**RECORD SET**
--- Start ---

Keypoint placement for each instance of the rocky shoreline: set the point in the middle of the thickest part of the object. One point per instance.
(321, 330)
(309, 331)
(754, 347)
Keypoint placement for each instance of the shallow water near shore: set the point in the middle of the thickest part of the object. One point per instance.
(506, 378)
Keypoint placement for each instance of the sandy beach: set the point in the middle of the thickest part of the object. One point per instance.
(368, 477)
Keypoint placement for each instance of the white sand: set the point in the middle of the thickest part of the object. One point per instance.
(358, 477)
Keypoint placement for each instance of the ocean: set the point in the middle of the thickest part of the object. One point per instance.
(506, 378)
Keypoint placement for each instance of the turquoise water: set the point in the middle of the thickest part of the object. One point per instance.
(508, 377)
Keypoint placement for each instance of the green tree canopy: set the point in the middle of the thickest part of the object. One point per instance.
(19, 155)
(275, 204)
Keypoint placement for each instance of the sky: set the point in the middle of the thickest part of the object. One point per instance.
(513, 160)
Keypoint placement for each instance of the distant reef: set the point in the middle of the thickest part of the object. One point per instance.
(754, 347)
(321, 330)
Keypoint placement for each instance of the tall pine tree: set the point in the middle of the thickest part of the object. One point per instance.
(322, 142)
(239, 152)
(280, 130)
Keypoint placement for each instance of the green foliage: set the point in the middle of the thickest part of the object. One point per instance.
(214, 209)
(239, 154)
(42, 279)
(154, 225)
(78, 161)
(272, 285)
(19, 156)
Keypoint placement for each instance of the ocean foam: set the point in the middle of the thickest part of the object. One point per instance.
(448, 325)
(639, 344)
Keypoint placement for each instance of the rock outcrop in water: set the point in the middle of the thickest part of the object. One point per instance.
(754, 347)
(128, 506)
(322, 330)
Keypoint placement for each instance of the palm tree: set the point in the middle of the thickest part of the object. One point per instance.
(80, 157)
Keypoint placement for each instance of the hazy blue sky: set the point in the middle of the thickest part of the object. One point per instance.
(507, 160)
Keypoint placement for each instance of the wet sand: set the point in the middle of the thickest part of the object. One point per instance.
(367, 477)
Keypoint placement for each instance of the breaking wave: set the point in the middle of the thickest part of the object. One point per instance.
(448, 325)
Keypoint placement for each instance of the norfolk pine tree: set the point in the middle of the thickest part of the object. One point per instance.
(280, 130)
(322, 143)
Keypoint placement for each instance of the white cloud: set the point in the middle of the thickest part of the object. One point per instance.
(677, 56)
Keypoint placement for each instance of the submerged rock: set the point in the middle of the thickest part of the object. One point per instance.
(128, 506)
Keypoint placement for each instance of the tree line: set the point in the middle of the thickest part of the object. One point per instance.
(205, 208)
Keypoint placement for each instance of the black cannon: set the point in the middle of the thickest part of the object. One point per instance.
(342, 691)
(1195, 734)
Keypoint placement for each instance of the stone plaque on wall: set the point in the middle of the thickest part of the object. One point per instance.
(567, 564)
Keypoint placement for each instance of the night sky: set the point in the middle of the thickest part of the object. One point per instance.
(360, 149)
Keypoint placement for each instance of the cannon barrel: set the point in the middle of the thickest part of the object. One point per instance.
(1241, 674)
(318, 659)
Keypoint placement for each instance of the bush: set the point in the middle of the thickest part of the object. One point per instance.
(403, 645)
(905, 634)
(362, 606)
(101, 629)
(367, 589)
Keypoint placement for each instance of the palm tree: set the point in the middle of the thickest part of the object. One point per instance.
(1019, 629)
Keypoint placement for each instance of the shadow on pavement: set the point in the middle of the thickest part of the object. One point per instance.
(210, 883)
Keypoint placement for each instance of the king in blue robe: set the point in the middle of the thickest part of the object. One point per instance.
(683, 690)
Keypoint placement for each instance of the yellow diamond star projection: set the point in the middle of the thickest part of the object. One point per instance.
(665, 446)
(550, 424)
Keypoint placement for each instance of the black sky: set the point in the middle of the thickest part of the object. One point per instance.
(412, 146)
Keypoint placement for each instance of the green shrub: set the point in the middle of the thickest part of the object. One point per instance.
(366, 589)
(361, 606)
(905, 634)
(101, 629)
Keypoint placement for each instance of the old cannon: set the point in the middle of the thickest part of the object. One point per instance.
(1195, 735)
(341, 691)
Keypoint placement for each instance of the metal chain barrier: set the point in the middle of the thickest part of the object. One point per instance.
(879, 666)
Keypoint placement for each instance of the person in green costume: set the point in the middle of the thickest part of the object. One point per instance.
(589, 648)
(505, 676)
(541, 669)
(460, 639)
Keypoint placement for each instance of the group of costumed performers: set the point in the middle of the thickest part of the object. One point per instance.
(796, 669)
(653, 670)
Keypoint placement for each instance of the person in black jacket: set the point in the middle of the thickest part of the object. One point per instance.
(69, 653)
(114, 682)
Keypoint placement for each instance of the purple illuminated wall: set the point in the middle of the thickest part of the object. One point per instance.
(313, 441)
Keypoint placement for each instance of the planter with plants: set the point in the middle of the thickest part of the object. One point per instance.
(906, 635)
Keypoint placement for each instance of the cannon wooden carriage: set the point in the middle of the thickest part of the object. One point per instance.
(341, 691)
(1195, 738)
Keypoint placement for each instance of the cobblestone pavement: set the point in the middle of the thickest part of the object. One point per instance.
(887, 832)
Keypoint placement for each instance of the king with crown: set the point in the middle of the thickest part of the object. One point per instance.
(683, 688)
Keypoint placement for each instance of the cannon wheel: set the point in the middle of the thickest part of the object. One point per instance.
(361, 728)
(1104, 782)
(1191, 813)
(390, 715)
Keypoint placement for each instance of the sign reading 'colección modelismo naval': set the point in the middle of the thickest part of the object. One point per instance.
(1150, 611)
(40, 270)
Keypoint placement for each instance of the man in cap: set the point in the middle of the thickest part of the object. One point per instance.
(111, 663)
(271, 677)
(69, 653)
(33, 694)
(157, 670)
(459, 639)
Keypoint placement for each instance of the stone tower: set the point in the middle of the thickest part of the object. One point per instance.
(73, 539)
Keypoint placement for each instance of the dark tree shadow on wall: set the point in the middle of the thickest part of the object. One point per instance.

--- End ---

**INSTRUCTION**
Rewrite all of the data above, changing each occurrence of "thickest part" to "widest part" and leaving everything else as it is.

**THE REPLY**
Keypoint placement for each instance of the rocky shoreline: set the point in the middle of the widest part of the object. One point per instance.
(321, 330)
(309, 331)
(754, 347)
Keypoint placement for each instance of the shallow water near shore: set the point in the middle of the widest part of the object. One point per instance.
(506, 378)
Keypoint placement for each instance of the sandy beach: set the point in the middle of the widest part of the object. One point per instance.
(368, 477)
Keypoint placement for each instance of the white sand: set the point in the middle of the widest part of the object. One point per instance.
(358, 477)
Keypoint placement for each instance of the ocean: set the point in the middle of the widest part of the object. One point per instance.
(506, 378)
Keypoint placement for each instance of the turquoise water: set the point in the middle of the widest part of the object. One point per instance.
(508, 377)
Keypoint placement for each instance of the green tree canopy: set the point in the middle of the widest part of the object. One point per instance.
(19, 155)
(275, 204)
Keypoint placement for each instance of the sky: set the point in the middle of the widest part of the object. One point per instance.
(513, 160)
Keypoint placement for each instance of the distant reef: set the point in the middle of the widest part of the object. One point per instance.
(754, 347)
(321, 330)
Keypoint placement for each instance of the tall pine tree: set the point in the middle of the widest part of the object. One point per instance.
(322, 142)
(239, 152)
(280, 130)
Keypoint placement for each instance of the green foliage: set the point in the middle of the widest part of the object. One point per instance.
(214, 209)
(239, 154)
(42, 279)
(154, 225)
(78, 161)
(272, 285)
(19, 156)
Keypoint placement for each instance of the ocean foam: set the point in the middle of the widest part of the object. One point per instance.
(448, 325)
(639, 344)
Keypoint placement for each instance of the rock outcrop in water: set the point in the middle of the widest part of the object. One point per instance.
(754, 347)
(128, 506)
(322, 330)
Keypoint placement for each instance of the palm tree: set the point in the middle of the widest part of the object. One point per instance.
(80, 157)
Keypoint placement for each instance of the hazy blue sky: set the point in the middle of the widest part of the object. One point per instance.
(507, 160)
Keypoint placement for each instance of the wet sand: set the point in the middle of the widest part of the object. One point per instance.
(367, 477)
Keypoint placement for each instance of the breaking wave: set the point in the middle of the widest part of the object. One point per instance.
(448, 325)
Keypoint placement for each instance of the norfolk pine tree: set the point in the middle of the widest part of the object. One point per instance.
(280, 130)
(322, 143)
Keypoint placement for each instance of the white cloud: set the point in the middle of the widest part of the object. One point per instance.
(677, 56)
Keypoint placement for each instance of the submerged rock: set the point in the middle of the widest part of the object. One point per instance.
(128, 506)
Keypoint placement for each instance of the tree line: set the point in the middle of the widest part of the object. One point per instance.
(205, 208)
Keypoint placement for each instance of the black cannon: set the point in the middle of the widest part of the object. One point per instance.
(342, 691)
(1195, 734)
Keypoint placement for each instance of the stone plaque on wall: set the point in the middle of the widest part of the object. One point per instance.
(567, 564)
Keypoint placement for each instance of the night sky: set the point in the middle of the widest part of the object. One point per instance.
(360, 149)
Keypoint placement for each instance of the cannon barrel: set the point in the middle of the widest part of the object. One point per instance.
(1241, 674)
(318, 659)
Keypoint placement for each instance of the bush: set the point in the middle of the widest part of the object. One point per instance.
(403, 645)
(905, 634)
(362, 606)
(101, 629)
(367, 589)
Keypoint placement for each instance of the palm tree: set the point in the middle of the widest part of the object. One point per instance.
(1019, 629)
Keypoint placement for each instance of the shadow on pavement: set the point in the middle of the widest part of the object. One point per instance.
(210, 883)
Keypoint placement for each instance of the king in blue robe: set the point in the middle of the widest part of the object. One point per instance.
(683, 690)
Keypoint placement for each instance of the yellow diamond star projection: set the point in the middle of the widest part of the object. One point per instance.
(665, 446)
(550, 424)
Keypoint placement for each instance of the black sky: set the point in the middle of the widest part of the object. One point per instance.
(412, 146)
Keypoint placement for each instance of the green shrub: set the point in the middle of the widest part of the object. One point per instance.
(366, 589)
(361, 606)
(905, 634)
(101, 629)
Keypoint placement for each instance of the old cannon: set the point in the middle of the widest part of the object. One point per instance.
(1195, 735)
(341, 691)
Keypoint placement for each instance of the metal chain barrier: set the point in the middle of the widest part of the object. One point per instance.
(879, 666)
Keypoint placement for each instance of the person in green costume: set the point in the middle of the widest part of the object. One point per instance.
(589, 648)
(505, 676)
(541, 669)
(460, 639)
Keypoint placement for each instance of the group of costumed performers: set the point in the middle of the widest part of the object. One point per instance.
(796, 669)
(653, 670)
Keypoint placement for each instance of the person in black jacket: set the point in the middle of the widest part of the object. One point per instance.
(69, 653)
(114, 682)
Keypoint placement for each instance of the purple illuminated wall: set the point in the middle of the widest part of the object. One point per instance.
(313, 441)
Keypoint placement for each instance of the planter with plants: set the point in the middle of the widest part of the object. One point per instance.
(906, 635)
Keypoint placement for each instance of the cannon wooden carriage: set the point in the middle of the widest part of the object. One point per instance.
(341, 691)
(1195, 738)
Keypoint placement for each instance of the cobblestone pavement: set the point in the middle of the widest part of the object. One point per instance.
(887, 832)
Keypoint placement for each instance of the king with crown: set the point in the middle of the widest part of the object. One point per instance.
(683, 688)
Keypoint placement for each instance of the cannon wheel: set the point in the middle of the widest part of the object. One point per instance.
(361, 728)
(1104, 782)
(1191, 813)
(390, 715)
Keypoint placement for each instance of the sign reading 'colección modelismo naval': set the point in the middle of the widest part of the object. One point per instance.
(1150, 611)
(40, 270)
Keypoint placement for each instance of the man in cap: set the point in the middle of the widest part of the object. One point per instance.
(111, 663)
(271, 677)
(69, 653)
(33, 694)
(157, 670)
(459, 639)
Keypoint placement for each instance of the stone tower: set the point in the middle of the widest part of the object. One point per instance.
(73, 539)
Keypoint placement for each instance of the dark tree shadow on wall: set the point in the middle of the widest part of the object. One point per instance.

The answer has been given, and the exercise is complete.